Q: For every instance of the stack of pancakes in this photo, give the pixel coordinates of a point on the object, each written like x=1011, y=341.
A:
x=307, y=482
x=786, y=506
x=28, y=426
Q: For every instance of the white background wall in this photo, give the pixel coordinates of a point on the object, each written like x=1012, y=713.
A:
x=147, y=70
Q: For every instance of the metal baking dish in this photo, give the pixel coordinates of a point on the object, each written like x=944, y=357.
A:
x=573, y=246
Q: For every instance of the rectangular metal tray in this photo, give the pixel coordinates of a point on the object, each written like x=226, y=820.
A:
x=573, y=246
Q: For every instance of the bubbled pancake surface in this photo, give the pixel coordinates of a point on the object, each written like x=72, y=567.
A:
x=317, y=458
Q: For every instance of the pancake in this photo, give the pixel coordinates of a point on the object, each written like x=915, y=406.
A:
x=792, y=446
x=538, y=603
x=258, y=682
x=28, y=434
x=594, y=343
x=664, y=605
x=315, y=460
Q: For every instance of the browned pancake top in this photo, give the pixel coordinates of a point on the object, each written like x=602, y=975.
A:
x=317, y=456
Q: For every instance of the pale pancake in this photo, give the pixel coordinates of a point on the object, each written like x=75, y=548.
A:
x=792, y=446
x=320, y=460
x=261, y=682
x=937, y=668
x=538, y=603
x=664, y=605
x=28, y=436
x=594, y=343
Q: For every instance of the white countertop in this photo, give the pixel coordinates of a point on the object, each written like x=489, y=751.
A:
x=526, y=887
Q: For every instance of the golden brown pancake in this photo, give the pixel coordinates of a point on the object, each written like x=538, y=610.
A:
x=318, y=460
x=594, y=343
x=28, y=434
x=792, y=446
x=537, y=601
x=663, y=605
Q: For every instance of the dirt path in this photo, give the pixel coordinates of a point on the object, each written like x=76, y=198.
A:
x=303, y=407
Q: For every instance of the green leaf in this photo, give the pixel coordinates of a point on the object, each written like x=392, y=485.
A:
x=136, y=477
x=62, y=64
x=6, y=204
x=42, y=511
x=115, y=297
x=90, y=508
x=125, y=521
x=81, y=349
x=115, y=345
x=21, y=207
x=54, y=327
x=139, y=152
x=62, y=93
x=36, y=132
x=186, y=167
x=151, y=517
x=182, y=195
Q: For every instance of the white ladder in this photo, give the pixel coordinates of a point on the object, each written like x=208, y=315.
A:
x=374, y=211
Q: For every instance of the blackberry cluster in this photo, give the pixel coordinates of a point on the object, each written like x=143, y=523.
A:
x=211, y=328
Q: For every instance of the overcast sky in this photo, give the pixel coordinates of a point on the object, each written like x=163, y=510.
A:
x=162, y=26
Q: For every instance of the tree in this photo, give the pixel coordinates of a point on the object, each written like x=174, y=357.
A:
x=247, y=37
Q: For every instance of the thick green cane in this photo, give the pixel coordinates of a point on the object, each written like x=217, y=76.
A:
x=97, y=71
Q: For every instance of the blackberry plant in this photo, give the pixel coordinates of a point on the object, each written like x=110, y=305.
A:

|---|

### WHAT YOU WILL DO
Rewrite all the lines above, swapping "give the pixel coordinates" for "list the pixel coordinates" wherever it appears and leaving everything else unchanged.

### ANSWER TO THIS EXERCISE
Q: For every instance of the stack of pancakes in this photo, list the pixel coordinates of a point on the object, each written like x=1011, y=341.
A:
x=307, y=482
x=786, y=506
x=28, y=426
Q: For every instance of the white background wall in this photo, list the pixel coordinates of a point on the object, each written like x=1012, y=713.
A:
x=147, y=70
Q: For every instance of the metal baking dish in this photo, list the pixel coordinates of a point on the object, each written like x=944, y=357.
A:
x=573, y=246
Q: For every instance of the rectangular metal tray in this photo, list the pixel coordinates of a point on the object, each written like x=226, y=820.
A:
x=573, y=246
Q: For every instance of the bubbled pancake surface in this photo, list the pixel coordinates of a point on the object, each written like x=72, y=567.
A:
x=317, y=458
Q: For every instance of the pancake in this photo, list the pixel coordinates of a point on the object, each written like x=915, y=406.
A:
x=792, y=446
x=538, y=603
x=258, y=682
x=28, y=434
x=594, y=343
x=664, y=605
x=315, y=460
Q: For every instance of the browned pancake top in this photo, list the pixel coordinates of a point on the object, each written like x=602, y=975.
A:
x=317, y=456
Q: For every instance of the pale pancake in this photo, list the pixel coordinates of a point on the object, each written like x=75, y=548.
A:
x=792, y=446
x=320, y=460
x=261, y=682
x=937, y=668
x=538, y=603
x=664, y=605
x=28, y=436
x=594, y=343
Q: For every instance of the white countertop in this photo, list the pixel coordinates of a point on the object, each written like x=489, y=751.
A:
x=526, y=887
Q: For every instance of the golden brown pancake in this photo, list the pixel coordinates of a point on the object, each written like x=538, y=610.
A:
x=318, y=460
x=594, y=343
x=28, y=434
x=792, y=446
x=537, y=601
x=663, y=605
Q: For every instance of the dirt path in this photo, list the pixel coordinates of a point on the object, each written like x=76, y=198.
A:
x=303, y=407
Q: For every instance of the green leaf in this photo, list the pixel coordinates of a point on the object, each written like x=392, y=485.
A:
x=136, y=477
x=62, y=64
x=6, y=204
x=42, y=511
x=115, y=297
x=90, y=508
x=125, y=521
x=81, y=349
x=115, y=345
x=21, y=207
x=54, y=327
x=139, y=152
x=62, y=93
x=36, y=132
x=186, y=167
x=151, y=517
x=182, y=195
Q: For every instance of the white ladder in this photo, list the pixel coordinates of a point on the object, each written like x=208, y=315.
A:
x=374, y=211
Q: For every instance of the blackberry cluster in this photo, list the pixel coordinates of a point on the object, each written like x=143, y=523.
A:
x=211, y=328
Q: For every instance of the overcast sky in this photo, list the pixel coordinates of a point on the object, each written like x=163, y=510.
A:
x=162, y=26
Q: For every instance of the tree in this photo, list the pixel coordinates of a point on the object, each written like x=174, y=357.
A:
x=247, y=37
Q: For every instance of the thick green cane in this photo, list the pixel coordinates of a point on the object, each written like x=217, y=76.
A:
x=97, y=71
Q: For every instance of the blackberry plant in this photo, list the pixel coordinates of a point on the object, each written like x=110, y=305.
A:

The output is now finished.